BEGIN EXTRACTED MATERIAL
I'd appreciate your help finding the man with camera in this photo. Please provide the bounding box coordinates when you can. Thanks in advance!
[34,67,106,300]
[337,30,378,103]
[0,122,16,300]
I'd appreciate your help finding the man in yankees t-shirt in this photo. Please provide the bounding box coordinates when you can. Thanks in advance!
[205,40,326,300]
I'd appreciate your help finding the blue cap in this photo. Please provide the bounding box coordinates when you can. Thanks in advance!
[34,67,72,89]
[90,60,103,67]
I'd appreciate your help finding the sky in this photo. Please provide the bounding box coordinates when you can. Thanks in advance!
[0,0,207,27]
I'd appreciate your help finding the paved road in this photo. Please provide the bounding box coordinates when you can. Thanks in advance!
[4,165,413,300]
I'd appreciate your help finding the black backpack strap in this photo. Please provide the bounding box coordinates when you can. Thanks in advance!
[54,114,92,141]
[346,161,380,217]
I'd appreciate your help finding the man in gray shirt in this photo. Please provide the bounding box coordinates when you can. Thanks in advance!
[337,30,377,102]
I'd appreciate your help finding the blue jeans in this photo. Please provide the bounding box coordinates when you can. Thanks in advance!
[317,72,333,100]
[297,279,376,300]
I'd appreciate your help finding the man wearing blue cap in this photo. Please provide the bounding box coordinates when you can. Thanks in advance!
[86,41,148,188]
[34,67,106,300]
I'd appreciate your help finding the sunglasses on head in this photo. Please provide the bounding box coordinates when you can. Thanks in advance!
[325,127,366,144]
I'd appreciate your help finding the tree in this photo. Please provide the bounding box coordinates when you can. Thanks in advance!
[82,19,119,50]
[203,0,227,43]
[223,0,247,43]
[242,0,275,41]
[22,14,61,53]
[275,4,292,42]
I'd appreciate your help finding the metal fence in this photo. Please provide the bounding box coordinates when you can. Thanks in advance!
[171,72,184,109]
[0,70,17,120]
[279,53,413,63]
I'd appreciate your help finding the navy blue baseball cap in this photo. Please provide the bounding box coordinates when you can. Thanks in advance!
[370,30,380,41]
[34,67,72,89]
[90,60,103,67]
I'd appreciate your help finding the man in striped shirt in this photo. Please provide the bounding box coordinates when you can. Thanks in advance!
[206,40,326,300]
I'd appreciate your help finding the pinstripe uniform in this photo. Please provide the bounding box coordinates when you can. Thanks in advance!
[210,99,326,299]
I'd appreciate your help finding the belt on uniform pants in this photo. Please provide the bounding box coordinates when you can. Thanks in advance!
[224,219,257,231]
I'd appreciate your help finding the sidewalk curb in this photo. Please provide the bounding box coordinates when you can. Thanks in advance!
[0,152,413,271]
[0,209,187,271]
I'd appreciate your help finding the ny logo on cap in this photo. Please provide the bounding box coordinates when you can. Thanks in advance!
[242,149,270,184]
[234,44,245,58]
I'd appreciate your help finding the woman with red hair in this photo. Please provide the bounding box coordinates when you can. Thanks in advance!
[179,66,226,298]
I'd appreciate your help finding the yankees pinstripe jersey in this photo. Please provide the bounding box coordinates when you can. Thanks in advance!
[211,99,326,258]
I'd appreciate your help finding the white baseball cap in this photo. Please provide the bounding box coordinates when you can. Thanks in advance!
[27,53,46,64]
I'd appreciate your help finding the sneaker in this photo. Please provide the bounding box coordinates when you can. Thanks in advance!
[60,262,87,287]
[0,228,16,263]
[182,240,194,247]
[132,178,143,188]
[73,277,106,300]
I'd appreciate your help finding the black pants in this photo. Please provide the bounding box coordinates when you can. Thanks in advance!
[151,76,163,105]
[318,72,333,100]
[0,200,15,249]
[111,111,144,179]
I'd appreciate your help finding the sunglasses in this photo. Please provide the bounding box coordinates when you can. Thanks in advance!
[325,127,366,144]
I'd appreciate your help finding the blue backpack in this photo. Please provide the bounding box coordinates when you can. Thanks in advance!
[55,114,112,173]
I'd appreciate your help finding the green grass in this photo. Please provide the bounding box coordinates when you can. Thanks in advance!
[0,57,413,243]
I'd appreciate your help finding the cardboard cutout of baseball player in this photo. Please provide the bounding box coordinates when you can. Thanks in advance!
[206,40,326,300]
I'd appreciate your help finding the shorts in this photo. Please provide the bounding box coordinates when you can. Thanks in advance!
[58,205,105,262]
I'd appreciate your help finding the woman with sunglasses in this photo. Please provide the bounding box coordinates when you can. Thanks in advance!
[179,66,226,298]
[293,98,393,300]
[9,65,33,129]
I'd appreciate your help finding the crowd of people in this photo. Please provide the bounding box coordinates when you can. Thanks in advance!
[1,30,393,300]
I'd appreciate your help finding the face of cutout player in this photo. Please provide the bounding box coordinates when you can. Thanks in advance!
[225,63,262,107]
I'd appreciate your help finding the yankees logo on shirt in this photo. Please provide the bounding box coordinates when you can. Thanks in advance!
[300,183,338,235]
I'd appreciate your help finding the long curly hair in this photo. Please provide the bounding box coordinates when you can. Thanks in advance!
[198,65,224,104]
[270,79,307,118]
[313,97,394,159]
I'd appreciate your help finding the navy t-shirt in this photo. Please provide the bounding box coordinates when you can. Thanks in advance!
END EXTRACTED MATERIAL
BRIEF
Reproduce every one of the items above without any changes.

FINAL RESULT
I'd appreciate your help finding the man with camera in this photo. Please provide the bounding box coordinates when you can. Thanks in advance!
[34,67,106,300]
[337,30,378,103]
[0,122,16,300]
I'd appreciate your help finding the man in yankees t-shirt in this photo. Please provide the bounding box coordinates when you can. Thanks in advance!
[205,40,326,300]
I'd appreciate your help finding the blue cap in this photo. Please provide the bounding box coordinates when you can. Thanks in advance!
[34,67,72,89]
[90,60,103,67]
I'd appreciate your help finding the sky in this photo. Please provide the bounding box coordinates when you can. Thanks in advance!
[0,0,207,27]
I'd appreciate your help finding the paved road in this photo. Please provide the bounding box coordinates when you can. Thanks in advance!
[4,165,413,300]
I'd appreciate your help finding the black backpack strap in this photo. Please provide the bounding box coordinates when you can. Thanks in advance!
[54,114,92,141]
[346,161,380,217]
I'd appreciate your help finding the man in gray shirt in this photo. Please provide the bounding box coordinates when you can. Thanks in advance!
[337,30,377,102]
I'd appreciate your help finding the blue jeans in this photo. Please provide the bounding box coordinates when you can. Thanks in advance!
[317,72,333,100]
[297,279,376,300]
I'd appreciate your help finding the man wearing blue cap in this photo. Please provide the bounding box coordinates when you can. Thanks in advance!
[86,41,148,188]
[34,67,106,300]
I'd appreciate your help finding the sunglasses on head in this photo. Please provide the bounding box coordinates when you can. Thanks in advance!
[325,127,366,144]
I'd appreciate your help finding the tree in this photo. Please provide the bounding box coordinates when you can. Thanks in advance!
[82,19,119,50]
[203,0,227,43]
[223,0,247,43]
[242,0,275,41]
[22,14,61,53]
[275,4,292,42]
I'd appreciate your help finding the metal fence in this photo. Please provide the bounding box coordinates when you can. Thanks in advance!
[171,72,184,109]
[0,70,17,120]
[279,53,413,63]
I'd appreciate your help finding the navy blue baseball cap in this photo. Please provide the bounding box coordinates when you can. Thanks in advance!
[370,30,380,41]
[34,67,72,89]
[90,60,103,67]
I'd appreciate your help finding the man in striped shirt in this photo. Please provide the bounding box coordinates when you can. Thanks in advance!
[206,40,326,300]
I'd appreciate your help finding the pinstripe uniform in this photo. Please provide the bounding box coordinates when you can. Thanks in advance!
[210,99,326,299]
I'd appreciate your help finding the belt on uniform pants in this photo. Please provide the bounding box coordinates when you can. Thanks in advance!
[224,219,257,231]
I'd appreciate your help finding the sidewalk curb in this photo. Please provide the bounding box coordinates when you can. Thanks in advance!
[0,152,413,271]
[0,209,187,271]
I'd appreciate your help finding the ny logo on cap in this photo. Please provide the bounding box coordinates when you can. Thanks in advance!
[242,149,270,184]
[234,44,245,58]
I'd appreciate your help finding the woman with red hair in this photo. Please provide the bounding box coordinates when you can. Thanks in advance!
[179,66,226,298]
I'd appreciate your help finding the yankees pinstripe jersey in this photo. Please provide the bounding box coordinates when you can. Thanks in advance!
[211,99,326,258]
I'd appreciate your help finding the white baseball cap in this photo. Please provide the bounding box coordinates when you can. Thanks in advance!
[27,53,46,64]
I'd appreciate your help finding the sneaker in this photo. Please provide the bounding box coordinates when you can. Thanks in advance!
[60,262,87,287]
[0,228,16,263]
[182,240,194,247]
[132,178,143,188]
[73,277,106,300]
I'd appreciate your help finding the black pants in this photo. Please provide the bounding box coordinates when you can. Thanks in advance!
[151,76,163,105]
[318,72,333,100]
[0,200,15,249]
[111,111,144,179]
I'd appreciate your help finding the sunglasses in this photo. Please provide the bounding box coordinates when you can. Thanks in advance!
[325,127,366,144]
I'd appreciate your help finding the blue backpack in this photo. Please provide the bounding box coordinates when you can. Thanks in advance!
[55,114,112,173]
I'd appreciate your help finding the green grass in this photo. Please provide the bounding box coordinates when you can. Thanks in advance!
[0,57,413,243]
I'd appreciate your help finding the cardboard cutout of baseball player in this photo. Please provide the bounding box coordinates when you can. Thanks in advance!
[206,40,326,300]
I'd appreciate your help finding the shorts in this photo. Please provide the bounding box coordinates when you can. Thanks in advance!
[58,205,105,262]
I'd appreciate your help finding the woman with sunglasses in this photo. Please provide the bounding box coordinates when you can. Thanks in advance!
[179,66,226,298]
[293,98,393,300]
[9,65,33,129]
I'd appreciate your help finding the crowd of people in this photo. Please provide the bounding box coordinates when you can. Thanks in advance!
[1,30,393,300]
I'd appreciate your help finding the face of cutout player in this photo. Please provide the bounding box coordinates when you can. Thanks in advance!
[225,63,262,107]
I'd appreciate your help finding the yankees logo on shirt in this photo. Please provide the bounding box coordinates when you can. Thanks in advance!
[300,183,338,235]
I'd appreciate your help finding the long curly hair in this photo. Please provide the bounding box coordinates when you can. Thanks in advance!
[198,65,224,104]
[270,79,307,118]
[313,97,394,159]
I'd appreciate your help finding the navy t-shirt in this photo. Please provide the bounding box coordinates when you can. Thanks in advance!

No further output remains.